___ DATA SUPPLIED ___

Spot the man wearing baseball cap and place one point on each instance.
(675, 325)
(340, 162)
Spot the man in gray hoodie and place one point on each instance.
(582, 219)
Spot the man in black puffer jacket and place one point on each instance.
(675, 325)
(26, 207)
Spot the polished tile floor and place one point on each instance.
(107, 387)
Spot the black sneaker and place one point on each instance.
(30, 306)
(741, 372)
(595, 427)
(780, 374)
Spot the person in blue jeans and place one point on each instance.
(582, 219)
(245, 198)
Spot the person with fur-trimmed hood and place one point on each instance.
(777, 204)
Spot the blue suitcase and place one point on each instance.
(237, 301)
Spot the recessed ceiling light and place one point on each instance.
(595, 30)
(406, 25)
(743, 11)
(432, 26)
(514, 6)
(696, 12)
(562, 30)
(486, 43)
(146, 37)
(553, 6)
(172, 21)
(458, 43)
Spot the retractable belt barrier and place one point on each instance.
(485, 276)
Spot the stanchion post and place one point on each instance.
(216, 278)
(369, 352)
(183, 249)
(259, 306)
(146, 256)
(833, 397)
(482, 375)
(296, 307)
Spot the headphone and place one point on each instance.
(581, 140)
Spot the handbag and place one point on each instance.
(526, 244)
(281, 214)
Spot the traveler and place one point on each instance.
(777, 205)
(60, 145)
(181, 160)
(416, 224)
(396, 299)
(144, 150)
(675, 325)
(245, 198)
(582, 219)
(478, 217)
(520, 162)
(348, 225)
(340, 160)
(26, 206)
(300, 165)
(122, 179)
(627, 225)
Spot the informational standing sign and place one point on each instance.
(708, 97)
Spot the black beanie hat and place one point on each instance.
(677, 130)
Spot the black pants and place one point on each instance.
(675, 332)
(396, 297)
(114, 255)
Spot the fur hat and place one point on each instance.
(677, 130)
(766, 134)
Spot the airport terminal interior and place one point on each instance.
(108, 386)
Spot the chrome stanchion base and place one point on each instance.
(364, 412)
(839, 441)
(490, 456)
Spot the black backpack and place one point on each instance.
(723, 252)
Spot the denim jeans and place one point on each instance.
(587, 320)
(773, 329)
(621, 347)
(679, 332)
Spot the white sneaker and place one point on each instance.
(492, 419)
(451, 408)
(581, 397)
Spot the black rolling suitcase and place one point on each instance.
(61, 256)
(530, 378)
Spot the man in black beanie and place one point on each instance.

___

THE PROBLEM - Could you render every line of the records above as a Markdown table with two columns, No. and Entry, numbering the rows in order and leaving out any blank lines?

RESPONSE TO THIS EXERCISE -
| No. | Entry |
|---|---|
| 1 | Spot the man wearing baseball cap and place one point on each instance. |
| 2 | (675, 325) |
| 3 | (340, 162) |
| 4 | Spot the man in gray hoodie and place one point on each instance. |
| 5 | (582, 219) |
| 6 | Spot the man in black puffer jacket and place one point on each instance. |
| 7 | (675, 325) |
| 8 | (26, 207) |
| 9 | Spot the polished tile floor and place one point on each instance. |
| 10 | (107, 387) |
| 11 | Spot the black sneaker and place one point on each instance. |
| 12 | (30, 306) |
| 13 | (741, 372) |
| 14 | (595, 427) |
| 15 | (780, 374) |
| 16 | Spot the person in blue jeans and place one point on each instance. |
| 17 | (582, 219) |
| 18 | (245, 198) |
| 19 | Spot the person with fur-trimmed hood and place one point on each instance. |
| 20 | (777, 204) |
| 21 | Spot the blue suitcase and place one point on each instance. |
| 22 | (237, 301) |
| 23 | Spot the recessed ceiling light and place one point on each instance. |
| 24 | (595, 30) |
| 25 | (406, 25) |
| 26 | (743, 11) |
| 27 | (432, 26) |
| 28 | (514, 6) |
| 29 | (696, 12) |
| 30 | (562, 30) |
| 31 | (486, 43) |
| 32 | (146, 37) |
| 33 | (553, 6) |
| 34 | (172, 21) |
| 35 | (458, 43) |
| 36 | Spot the retractable belt barrier and place one point on each instance. |
| 37 | (485, 276) |
| 38 | Spot the stanchion post and place one point on each instance. |
| 39 | (216, 278) |
| 40 | (369, 352) |
| 41 | (183, 249) |
| 42 | (259, 306) |
| 43 | (146, 256) |
| 44 | (833, 397) |
| 45 | (482, 375) |
| 46 | (296, 307) |
| 47 | Spot the headphone and place one point on each instance. |
| 48 | (581, 140) |
| 49 | Spot the handbag and place one point on each instance. |
| 50 | (526, 244) |
| 51 | (281, 214) |
| 52 | Spot the traveler and place one point on each instance. |
| 53 | (777, 205) |
| 54 | (60, 145) |
| 55 | (181, 160) |
| 56 | (416, 224) |
| 57 | (396, 299) |
| 58 | (144, 150) |
| 59 | (675, 325) |
| 60 | (245, 198) |
| 61 | (582, 219) |
| 62 | (478, 217) |
| 63 | (520, 162) |
| 64 | (348, 225) |
| 65 | (340, 160) |
| 66 | (26, 206) |
| 67 | (300, 165) |
| 68 | (122, 179) |
| 69 | (627, 225) |
| 70 | Spot the informational standing sign and place one point on each instance. |
| 71 | (708, 97) |
| 72 | Spot the black beanie hat and place one point on each instance. |
| 73 | (677, 130) |
| 74 | Spot the black pants and place one point on each instance. |
| 75 | (675, 332) |
| 76 | (396, 297) |
| 77 | (114, 255) |
| 78 | Spot the fur hat and place one point on each instance. |
| 79 | (677, 130) |
| 80 | (766, 134) |
| 81 | Spot the airport terminal interior and place one point on each instance. |
| 82 | (108, 386) |
| 83 | Spot the chrome stanchion base and place one point on each instance. |
| 84 | (364, 412) |
| 85 | (839, 441) |
| 86 | (490, 456) |
| 87 | Spot the black backpack and place one point on each instance. |
| 88 | (723, 252) |
| 89 | Spot the denim jeans and place one point on each instance. |
| 90 | (587, 320) |
| 91 | (773, 329) |
| 92 | (621, 347) |
| 93 | (679, 332) |
| 94 | Spot the white sneaker and place one point on each instance. |
| 95 | (492, 419) |
| 96 | (451, 408) |
| 97 | (581, 397) |
| 98 | Spot the black rolling suitcase and place one point on each instance. |
| 99 | (61, 256) |
| 100 | (530, 378) |
| 101 | Spot the man in black beanie and place one point on each instance. |